- [WHAT TO PRODUCE] Everything from the line containing "Return one point per instance of the cornfield" through the final line of the listing below should be given again, word for word, and nothing else.

- [SUPPLIED INFORMATION]
··········

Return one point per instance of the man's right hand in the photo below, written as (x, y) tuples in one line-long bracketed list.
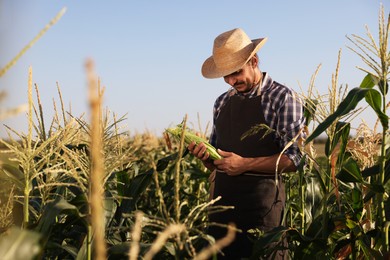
[(200, 152)]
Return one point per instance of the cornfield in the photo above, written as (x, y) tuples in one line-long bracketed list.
[(85, 188)]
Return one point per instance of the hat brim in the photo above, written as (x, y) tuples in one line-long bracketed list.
[(211, 71)]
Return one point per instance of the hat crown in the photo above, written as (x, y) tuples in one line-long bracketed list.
[(231, 45), (231, 51)]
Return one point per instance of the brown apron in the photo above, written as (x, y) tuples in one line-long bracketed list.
[(257, 201)]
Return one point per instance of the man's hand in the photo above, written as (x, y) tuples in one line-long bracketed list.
[(232, 164), (200, 152)]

··········

- [ANSWER SECTION]
Return one point per instance of the cornfield in the photo above, written as (x, y) tuples in one line-long bracketed list.
[(85, 188)]
Return one point per instance of the hat brim in the photo above, written as (x, y) tuples in one line-long bracketed list.
[(211, 71)]
Return one point per instance of the hat crown in the photo above, written as (x, y) tuples in one line-long bracketed list.
[(231, 45), (231, 51)]
Return one point per instance of the brown apron in the photo above, written as (x, y) tuples in one line-long bracketed list.
[(257, 201)]
Return one point per instance of the man's hand in the photo above, written as (x, y) tuples in one line-long bracketed list.
[(232, 164), (200, 152)]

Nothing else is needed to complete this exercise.